Strong emotions are like a storm, and to stand in the middle of a storm is very dangerous. Yet that is what most of us do when we stay in our minds, letting our feelings overwhelm us. Instead, we have to get rooted by bringing our attention downward. We focus on our abdomen and practice mindful breathing, just giving all of our attention to its rise and fall. We can do this either sitting or lying down.

When you look at a tree in a storm, you see that the top of the tree is very unstable and vulnerable. The wind can break the smaller branches at any time. But when you look down to the trunk of the tree, you have a different impression.

You see that the tree is very solid and still, and you know that it will be able to withstand the storm. We are also like a tree. Our head is like the top of the tree during a tempest of a strong emotion, so we have to bring our attention down to the level of our navel. We begin to practice mindful breathing. We concentrate just on our breathing and on the rise and fall of our abdomen. It is a very important practice because it helps us to see that, although an emotion may be very strong, it will stay only for a while and then go; it cannot last forever. If you train yourself to practice like this during difficult times, you will survive these storms.

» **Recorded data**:
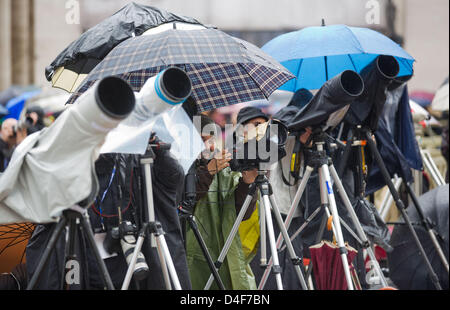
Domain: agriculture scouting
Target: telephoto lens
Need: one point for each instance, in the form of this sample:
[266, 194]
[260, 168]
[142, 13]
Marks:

» **The tasks**:
(1) Name every part of the human body mentioned in the passage about strong emotions.
(2) Continue the passage about weathering strong emotions, picking up after its final sentence.

» **Answers for this exercise**:
(1) Abdomen, head, navel

(2)
You have to be aware that your emotion is just an emotion. It comes, stays for some time, and then goes away. Why should someone die because of an emotion? You are more than your emotions. It is important to remember this. During a crisis, when you breathe in and out, maintain the awareness that your emotion will go away if you continue to practice. After you have succeeded a few times, you will have confidence in yourself and in the practice. Let us not get caught by our thoughts and feelings. Let us bring our attention down to our belly and breathe in and out. This storm will go away, so don’t be afraid.

Recognizing and Embracing Mental Formations We embrace our bodies with mindfulness in order to calm them. We can do the same with mental formations: “Breathing in, I am aware of my mental formations. Breathing out, I am aware of my mental formations.” In Buddhist psychology there are fifty-one mental formations. There are negative mental formations, like anger, craving, and jealousy, and there are positive mental formations, like mindfulness and equanimity.

When we experience a positive mental formation like joy or compassion, we should breathe in and out in order to be aware of the joy and compassion in us. When we embrace our joy and our compassion with mindful breathing like this, they will be multiplied ten or twenty times. Mindful breathing helps us sustain them for a longer time and experience them more deeply. Therefore it is very important to embrace our positive mental formations, like joy, happiness, and compassion, when they arise, because they are a kind of food that helps us to grow. We speak of “the joy of meditation as daily food,” because the feeling of joy arising from meditation, from mindfulness, nourishes and sustains us.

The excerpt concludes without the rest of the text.